◆ **DOCUMENT EXTRACT**
In the proposed design, two degrees of freedom were added: the knee joint and the flipper joint. In each limb, there are two muscles. Figure 2 shows the actuation mechanism of FROBOT. The main muscles are responsible for the drag forces, while the antagonistic muscles create the lift force and enable the limbs and flippers to return their original positions. The sequential control of these muscles are time-bound and are activated when the other muscles are off. A deliberate delay of few hundred milli seconds has been added in the software to ensure the settling of each muscle wire.

Fig. 2
figure 2

Working mechanism; top left figure displays actuation pattern for synchronous swimming, top right figure displays model of absolute and relative positional taking into account center of mass and absolute frame points, and bottom right figure displays dual approach of thrust generation with full stroke operation (S1 and S3 are the main muscles for lift force generation, S2 and S4 are the antagonistic muscles responsible for drag force generation)

In order to make sure, the muscle wires get the required heat level and the overall body of the frog is not damaged. The thermal characterization was carried out using IR thermal camera (FLIR ONE), S1Movie. Figure 3a shows the images taken from the video captured by high-definition imaging device. On the application of voltage to the FROBOT, the current starts flowing which causes the temperature to rise. A gradual increase in the heat can be seen in both, the front and back limbs. As a result of the muscular wires being imbedded in the limbs, the temperature increase may appear to be intermittent, but it really takes time for the limbs to reach their maximum temperature. The FROBOT gains an advantage from this as well because it has no discernible impact on the temperature of the water in which it swims.

Fig. 3
figure 3

a Thermal characterization sequential images taken from Smovie1, b temperature change of muscle wire (with 0.1, 0.2, 0.3 mm diameter), c temperature response against different current supply with voltage being constant, d resistance vs temperature of muscle wires with different diameters

The selection of a specific muscle wire with diameter plays important role, such as the thrust generation, temperature rise and resistance of the wires at specific time. For this, three muscle wires with diameter of 0.1, 0.2 and 0.3 mm were heated using 5 V 1A supply. As shown in Fig. 3b, the wire with 0.3 mm has relatively better heating response and proves to be better candidate for precise control of the speed and its ability for long life. Moreover, Fig. 3c shows the temperature response of 0.3 mm muscle wire against different current supply. Based on the results, 1A, being the better supply was selected. Resistance of the muscle wire, in addition to the temperature, was used for the feedback, which enabled the control of speed and direction of the swimming (asynchronous swimming). Figure 3d shows the resistance response of different muscle wires against increase in the temperature. Although there is not a big difference in the resistance variations, yet the muscle wire with diameter of 0.3 mm has significantly stable response.

◆ **PROVIDED INFORMATION**

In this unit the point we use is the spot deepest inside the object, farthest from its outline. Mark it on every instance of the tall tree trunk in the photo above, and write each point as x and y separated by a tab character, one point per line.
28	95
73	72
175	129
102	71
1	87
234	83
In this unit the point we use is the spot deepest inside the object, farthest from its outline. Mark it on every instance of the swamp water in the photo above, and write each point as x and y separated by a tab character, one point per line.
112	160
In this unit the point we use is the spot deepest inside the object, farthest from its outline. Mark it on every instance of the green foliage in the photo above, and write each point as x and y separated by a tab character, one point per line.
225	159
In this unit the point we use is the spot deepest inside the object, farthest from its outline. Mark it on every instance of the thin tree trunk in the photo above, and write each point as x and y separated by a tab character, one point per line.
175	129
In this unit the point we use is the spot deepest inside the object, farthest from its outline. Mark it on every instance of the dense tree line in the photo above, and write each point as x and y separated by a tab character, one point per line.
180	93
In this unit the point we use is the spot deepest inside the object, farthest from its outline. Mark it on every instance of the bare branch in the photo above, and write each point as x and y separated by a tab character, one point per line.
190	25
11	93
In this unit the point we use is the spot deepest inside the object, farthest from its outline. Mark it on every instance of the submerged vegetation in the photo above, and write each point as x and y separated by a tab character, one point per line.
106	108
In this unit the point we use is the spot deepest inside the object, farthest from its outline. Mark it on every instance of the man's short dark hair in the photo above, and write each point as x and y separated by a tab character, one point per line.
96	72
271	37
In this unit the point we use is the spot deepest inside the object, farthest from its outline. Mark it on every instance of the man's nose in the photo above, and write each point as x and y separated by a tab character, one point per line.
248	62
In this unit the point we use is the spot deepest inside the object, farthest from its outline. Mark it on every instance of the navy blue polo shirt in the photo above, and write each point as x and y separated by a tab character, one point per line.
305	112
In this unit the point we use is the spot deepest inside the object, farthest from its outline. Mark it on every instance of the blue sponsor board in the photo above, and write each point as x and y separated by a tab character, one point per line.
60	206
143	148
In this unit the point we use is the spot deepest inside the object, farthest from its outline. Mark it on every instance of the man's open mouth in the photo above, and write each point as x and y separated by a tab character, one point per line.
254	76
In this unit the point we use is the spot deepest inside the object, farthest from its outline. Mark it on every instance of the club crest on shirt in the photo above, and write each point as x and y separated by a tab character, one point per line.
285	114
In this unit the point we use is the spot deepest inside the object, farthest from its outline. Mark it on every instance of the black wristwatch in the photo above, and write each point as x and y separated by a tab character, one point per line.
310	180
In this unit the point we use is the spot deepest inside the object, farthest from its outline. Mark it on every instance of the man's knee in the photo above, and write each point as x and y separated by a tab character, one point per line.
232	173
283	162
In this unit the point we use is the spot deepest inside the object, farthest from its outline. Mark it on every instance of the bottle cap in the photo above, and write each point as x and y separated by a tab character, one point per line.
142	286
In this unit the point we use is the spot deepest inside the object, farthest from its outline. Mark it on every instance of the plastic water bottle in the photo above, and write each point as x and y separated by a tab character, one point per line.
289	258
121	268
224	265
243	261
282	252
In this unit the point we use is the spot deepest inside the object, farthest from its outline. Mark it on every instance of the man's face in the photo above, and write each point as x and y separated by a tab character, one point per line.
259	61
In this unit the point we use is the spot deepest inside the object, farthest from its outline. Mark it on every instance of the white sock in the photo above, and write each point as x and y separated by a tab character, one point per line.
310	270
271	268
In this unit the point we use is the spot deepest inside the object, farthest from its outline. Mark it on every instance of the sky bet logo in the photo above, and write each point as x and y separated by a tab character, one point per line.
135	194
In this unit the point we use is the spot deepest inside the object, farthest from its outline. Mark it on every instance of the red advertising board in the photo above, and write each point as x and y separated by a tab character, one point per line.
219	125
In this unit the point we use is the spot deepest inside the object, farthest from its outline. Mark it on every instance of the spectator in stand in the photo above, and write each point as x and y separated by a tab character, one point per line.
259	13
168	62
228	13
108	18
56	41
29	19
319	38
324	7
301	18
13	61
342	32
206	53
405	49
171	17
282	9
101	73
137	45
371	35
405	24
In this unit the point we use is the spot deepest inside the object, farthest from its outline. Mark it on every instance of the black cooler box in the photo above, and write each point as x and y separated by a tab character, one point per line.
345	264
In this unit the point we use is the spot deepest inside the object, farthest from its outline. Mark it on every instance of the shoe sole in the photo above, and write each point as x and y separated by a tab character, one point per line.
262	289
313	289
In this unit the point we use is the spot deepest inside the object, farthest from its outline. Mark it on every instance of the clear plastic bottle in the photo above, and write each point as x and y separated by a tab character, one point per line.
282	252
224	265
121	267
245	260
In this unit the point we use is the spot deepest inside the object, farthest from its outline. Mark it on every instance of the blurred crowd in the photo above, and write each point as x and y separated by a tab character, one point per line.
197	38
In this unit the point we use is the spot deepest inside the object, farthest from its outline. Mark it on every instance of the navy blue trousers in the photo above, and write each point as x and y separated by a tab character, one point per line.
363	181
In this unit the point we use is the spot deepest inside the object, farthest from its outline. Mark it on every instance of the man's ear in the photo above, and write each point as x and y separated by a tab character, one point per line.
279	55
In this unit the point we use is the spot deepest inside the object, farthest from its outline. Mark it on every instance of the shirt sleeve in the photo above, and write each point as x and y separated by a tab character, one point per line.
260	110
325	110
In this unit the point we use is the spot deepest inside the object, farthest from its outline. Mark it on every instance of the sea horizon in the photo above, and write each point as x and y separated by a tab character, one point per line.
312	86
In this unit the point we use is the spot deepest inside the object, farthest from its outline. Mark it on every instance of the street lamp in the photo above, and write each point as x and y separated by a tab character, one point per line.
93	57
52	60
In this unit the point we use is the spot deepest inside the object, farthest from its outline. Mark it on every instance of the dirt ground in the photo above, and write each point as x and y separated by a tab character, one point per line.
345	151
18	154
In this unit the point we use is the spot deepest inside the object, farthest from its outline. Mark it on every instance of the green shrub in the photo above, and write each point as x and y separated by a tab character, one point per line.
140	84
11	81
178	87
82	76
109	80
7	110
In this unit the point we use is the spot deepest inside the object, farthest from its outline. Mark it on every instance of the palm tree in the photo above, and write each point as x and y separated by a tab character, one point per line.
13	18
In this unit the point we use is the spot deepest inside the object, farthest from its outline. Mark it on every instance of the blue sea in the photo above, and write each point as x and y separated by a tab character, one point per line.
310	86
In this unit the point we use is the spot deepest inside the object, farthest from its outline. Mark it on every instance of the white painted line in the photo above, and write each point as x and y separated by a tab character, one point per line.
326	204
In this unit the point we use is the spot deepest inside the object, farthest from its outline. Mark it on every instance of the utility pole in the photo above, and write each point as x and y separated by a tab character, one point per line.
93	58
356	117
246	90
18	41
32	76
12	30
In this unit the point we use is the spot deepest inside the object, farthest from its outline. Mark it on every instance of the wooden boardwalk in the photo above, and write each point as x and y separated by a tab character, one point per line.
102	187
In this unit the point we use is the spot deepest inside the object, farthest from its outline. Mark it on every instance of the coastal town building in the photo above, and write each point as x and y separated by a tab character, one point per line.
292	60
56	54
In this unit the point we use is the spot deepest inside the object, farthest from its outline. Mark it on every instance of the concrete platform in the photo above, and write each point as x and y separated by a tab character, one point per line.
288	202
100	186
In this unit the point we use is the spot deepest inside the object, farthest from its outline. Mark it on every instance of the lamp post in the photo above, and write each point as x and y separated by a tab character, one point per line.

◆ **WHAT YOU NEED TO DO**
1: In the passage on the frog robot, write out again the part that opens with the words containing "In order to" and closes with "which it swims.", changing "FROBOT" to "robot frog" throughout it.
2: How many lines of the entries contain the string "street", counting only matches in the same case? Reply with the number alone.

◆ **TASK RESULTS**
1:
In order to make sure, the muscle wires get the required heat level and the overall body of the frog is not damaged. The thermal characterization was carried out using IR thermal camera (FLIR ONE), S1Movie. Figure 3a shows the images taken from the video captured by high-definition imaging device. On the application of voltage to the robot frog, the current starts flowing which causes the temperature to rise. A gradual increase in the heat can be seen in both, the front and back limbs. As a result of the muscular wires being imbedded in the limbs, the temperature increase may appear to be intermittent, but it really takes time for the limbs to reach their maximum temperature. The robot frog gains an advantage from this as well because it has no discernible impact on the temperature of the water in which it swims.

2: 1